What you are asked to do >> Return, unaltered, every line from the beginning of the material below up to and including the one with "[segment] wooden post".

Exercise data >>
'''
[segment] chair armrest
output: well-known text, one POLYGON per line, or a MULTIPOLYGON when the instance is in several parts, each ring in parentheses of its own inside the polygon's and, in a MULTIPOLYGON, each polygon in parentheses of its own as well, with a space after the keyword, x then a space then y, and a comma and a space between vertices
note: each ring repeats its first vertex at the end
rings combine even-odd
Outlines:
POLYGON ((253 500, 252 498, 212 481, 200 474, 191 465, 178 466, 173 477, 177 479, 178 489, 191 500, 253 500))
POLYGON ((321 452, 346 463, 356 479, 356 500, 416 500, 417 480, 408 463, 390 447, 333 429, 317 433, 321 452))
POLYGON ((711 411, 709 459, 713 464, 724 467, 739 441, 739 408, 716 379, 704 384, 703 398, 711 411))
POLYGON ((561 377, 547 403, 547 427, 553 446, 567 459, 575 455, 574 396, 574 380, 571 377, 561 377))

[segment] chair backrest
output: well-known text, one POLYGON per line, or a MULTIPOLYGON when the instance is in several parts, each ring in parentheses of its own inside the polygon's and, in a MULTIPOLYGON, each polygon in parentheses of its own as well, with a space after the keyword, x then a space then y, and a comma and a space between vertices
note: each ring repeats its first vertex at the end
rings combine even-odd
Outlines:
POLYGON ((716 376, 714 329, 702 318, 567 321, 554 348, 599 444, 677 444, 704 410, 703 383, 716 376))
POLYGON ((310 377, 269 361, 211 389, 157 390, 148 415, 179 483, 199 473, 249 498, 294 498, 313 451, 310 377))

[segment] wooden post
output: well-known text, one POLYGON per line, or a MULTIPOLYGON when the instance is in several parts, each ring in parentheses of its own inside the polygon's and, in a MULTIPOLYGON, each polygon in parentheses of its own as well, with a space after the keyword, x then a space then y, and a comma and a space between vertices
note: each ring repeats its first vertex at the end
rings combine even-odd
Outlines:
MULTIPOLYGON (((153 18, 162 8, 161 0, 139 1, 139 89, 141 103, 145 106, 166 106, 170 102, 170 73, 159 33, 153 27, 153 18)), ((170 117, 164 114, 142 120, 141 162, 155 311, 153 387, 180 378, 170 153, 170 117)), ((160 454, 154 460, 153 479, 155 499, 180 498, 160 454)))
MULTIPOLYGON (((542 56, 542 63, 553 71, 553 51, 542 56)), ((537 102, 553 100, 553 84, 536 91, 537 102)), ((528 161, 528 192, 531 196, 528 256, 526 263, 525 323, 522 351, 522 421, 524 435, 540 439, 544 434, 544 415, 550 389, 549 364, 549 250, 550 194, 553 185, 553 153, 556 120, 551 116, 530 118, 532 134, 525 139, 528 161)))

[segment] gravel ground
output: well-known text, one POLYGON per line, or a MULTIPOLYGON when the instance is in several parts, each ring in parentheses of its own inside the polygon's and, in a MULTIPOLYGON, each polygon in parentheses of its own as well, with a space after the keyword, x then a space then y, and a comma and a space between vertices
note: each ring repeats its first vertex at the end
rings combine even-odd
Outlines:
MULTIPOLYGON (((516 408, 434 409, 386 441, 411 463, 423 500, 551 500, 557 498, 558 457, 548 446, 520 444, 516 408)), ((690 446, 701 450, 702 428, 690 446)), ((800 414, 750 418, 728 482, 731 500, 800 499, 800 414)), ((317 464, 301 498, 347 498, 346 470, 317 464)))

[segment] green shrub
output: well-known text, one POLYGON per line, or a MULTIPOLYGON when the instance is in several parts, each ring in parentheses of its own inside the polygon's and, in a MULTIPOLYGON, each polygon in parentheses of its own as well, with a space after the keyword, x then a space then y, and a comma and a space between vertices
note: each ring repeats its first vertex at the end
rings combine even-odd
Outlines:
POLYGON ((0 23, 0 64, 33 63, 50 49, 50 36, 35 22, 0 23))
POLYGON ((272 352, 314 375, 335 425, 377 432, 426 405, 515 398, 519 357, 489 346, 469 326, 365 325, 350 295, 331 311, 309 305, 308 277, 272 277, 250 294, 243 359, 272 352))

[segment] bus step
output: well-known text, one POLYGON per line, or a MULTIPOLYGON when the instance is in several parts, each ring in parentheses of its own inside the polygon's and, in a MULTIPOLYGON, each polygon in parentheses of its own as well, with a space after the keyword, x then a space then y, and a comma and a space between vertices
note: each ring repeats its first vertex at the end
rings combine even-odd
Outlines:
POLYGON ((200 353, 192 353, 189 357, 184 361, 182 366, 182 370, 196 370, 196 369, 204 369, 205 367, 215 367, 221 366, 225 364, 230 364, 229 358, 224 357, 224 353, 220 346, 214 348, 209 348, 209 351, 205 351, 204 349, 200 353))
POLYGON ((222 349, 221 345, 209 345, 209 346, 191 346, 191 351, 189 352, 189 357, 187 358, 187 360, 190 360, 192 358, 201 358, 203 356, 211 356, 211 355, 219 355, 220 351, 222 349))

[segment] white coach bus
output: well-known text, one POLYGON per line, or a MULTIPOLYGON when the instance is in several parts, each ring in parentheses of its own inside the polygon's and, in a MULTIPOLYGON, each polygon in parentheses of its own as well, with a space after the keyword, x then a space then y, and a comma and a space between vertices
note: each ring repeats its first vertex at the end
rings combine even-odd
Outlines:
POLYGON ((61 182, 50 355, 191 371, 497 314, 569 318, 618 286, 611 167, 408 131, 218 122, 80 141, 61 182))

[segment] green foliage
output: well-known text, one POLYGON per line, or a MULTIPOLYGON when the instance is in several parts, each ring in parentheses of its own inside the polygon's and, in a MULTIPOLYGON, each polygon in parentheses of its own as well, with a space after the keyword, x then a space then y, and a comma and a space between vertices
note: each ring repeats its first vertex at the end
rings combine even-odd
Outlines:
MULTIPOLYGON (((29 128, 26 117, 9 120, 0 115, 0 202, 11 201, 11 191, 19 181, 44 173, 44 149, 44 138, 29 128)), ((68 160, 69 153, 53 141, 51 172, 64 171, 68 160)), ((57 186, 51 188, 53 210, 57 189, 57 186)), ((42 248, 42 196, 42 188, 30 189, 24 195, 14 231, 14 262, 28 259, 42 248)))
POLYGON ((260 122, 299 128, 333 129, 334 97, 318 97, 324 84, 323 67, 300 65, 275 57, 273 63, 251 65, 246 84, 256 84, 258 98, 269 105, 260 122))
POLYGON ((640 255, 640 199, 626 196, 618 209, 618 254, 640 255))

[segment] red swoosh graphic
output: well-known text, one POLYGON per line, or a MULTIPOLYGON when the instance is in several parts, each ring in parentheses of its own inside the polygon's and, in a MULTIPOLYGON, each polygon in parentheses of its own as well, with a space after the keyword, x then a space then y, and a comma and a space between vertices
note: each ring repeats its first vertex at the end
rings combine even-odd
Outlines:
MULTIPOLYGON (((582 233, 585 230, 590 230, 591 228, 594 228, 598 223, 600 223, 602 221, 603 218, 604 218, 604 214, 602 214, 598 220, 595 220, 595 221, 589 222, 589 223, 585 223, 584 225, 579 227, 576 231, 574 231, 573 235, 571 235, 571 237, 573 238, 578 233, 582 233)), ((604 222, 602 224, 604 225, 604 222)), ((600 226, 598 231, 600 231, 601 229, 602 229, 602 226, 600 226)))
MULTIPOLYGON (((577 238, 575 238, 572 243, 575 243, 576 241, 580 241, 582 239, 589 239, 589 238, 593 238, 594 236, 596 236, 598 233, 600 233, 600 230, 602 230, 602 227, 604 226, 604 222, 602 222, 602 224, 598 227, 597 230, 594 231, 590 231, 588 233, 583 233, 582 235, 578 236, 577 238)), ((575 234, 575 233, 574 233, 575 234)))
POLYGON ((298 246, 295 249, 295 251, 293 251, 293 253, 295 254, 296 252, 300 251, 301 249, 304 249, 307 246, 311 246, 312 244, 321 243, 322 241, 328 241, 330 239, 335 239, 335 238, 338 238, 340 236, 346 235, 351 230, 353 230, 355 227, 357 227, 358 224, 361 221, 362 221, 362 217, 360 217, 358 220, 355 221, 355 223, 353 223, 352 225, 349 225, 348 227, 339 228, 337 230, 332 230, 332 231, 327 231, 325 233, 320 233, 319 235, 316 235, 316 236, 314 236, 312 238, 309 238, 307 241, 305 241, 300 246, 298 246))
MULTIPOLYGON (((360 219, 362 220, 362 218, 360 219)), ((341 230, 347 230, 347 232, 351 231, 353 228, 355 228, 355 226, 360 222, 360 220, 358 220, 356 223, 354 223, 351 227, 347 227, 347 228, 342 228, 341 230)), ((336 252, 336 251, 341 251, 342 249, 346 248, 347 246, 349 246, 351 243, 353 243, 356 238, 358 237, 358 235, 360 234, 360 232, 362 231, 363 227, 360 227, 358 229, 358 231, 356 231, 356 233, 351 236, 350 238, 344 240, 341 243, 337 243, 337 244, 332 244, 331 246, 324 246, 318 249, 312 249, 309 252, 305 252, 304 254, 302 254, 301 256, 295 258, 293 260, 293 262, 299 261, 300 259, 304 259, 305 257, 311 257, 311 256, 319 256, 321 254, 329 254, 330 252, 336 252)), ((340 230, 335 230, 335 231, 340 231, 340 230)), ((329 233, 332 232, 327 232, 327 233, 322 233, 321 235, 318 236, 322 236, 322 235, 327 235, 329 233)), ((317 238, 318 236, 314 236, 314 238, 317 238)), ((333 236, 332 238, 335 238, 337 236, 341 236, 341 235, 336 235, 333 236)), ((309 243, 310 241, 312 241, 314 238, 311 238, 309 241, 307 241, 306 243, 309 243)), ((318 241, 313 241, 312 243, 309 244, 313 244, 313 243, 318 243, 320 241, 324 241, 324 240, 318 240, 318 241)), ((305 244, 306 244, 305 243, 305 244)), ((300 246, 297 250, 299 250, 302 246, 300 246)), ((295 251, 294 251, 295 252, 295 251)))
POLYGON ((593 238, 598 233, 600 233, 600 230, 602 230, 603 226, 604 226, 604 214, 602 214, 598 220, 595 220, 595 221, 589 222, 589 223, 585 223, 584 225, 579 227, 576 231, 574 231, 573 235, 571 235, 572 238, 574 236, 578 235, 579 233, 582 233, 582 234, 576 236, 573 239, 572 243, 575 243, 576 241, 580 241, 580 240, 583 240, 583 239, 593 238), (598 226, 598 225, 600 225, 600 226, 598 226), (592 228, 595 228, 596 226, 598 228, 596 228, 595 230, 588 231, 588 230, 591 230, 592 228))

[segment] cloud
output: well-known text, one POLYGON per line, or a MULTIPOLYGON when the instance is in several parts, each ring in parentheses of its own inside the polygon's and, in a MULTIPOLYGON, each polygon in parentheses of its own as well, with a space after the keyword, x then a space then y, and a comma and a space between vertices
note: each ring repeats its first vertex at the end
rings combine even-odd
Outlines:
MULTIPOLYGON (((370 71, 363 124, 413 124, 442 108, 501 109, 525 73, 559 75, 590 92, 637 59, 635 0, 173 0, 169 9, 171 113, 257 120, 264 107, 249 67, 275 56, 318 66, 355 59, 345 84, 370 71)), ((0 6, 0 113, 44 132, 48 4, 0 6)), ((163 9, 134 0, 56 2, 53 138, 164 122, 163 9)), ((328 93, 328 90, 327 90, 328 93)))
'''
Result for this exercise >>
[segment] chair armrest
output: well-known text, one POLYGON per line, or a MULTIPOLYGON when the instance is in several parts, each ring in parentheses of its own inside the polygon's and, in a MULTIPOLYGON, each polygon in parentheses of its own as well, with a space after the keyword, x then a space then y, and a comma and a space between vertices
note: each ring repeats its first vertex at the end
rings combine even-odd
Outlines:
POLYGON ((253 500, 252 498, 212 481, 200 474, 191 465, 178 466, 173 477, 177 479, 178 489, 191 500, 253 500))
POLYGON ((321 452, 346 463, 356 479, 356 500, 416 500, 417 480, 408 463, 390 447, 333 429, 317 433, 321 452))
POLYGON ((711 411, 709 459, 713 464, 724 467, 739 441, 739 408, 716 379, 704 384, 703 398, 711 411))
POLYGON ((561 377, 547 403, 547 427, 553 446, 567 459, 575 455, 574 396, 574 380, 571 377, 561 377))

[segment] chair backrest
output: well-known text, one POLYGON per line, or a MULTIPOLYGON when the instance is in several parts, each ring in parentheses of its own inside the polygon's and, in a MULTIPOLYGON, each polygon in parentheses of its own as well, with a space after the keyword, x then a space then y, and a comma and a space between vertices
note: each ring repeats its first vertex at the end
rings combine even-odd
Outlines:
POLYGON ((716 376, 714 329, 702 318, 567 321, 554 348, 599 444, 677 444, 704 410, 703 383, 716 376))
POLYGON ((310 377, 269 361, 211 389, 157 390, 148 415, 179 483, 199 473, 249 498, 294 498, 313 451, 310 377))

[segment] wooden post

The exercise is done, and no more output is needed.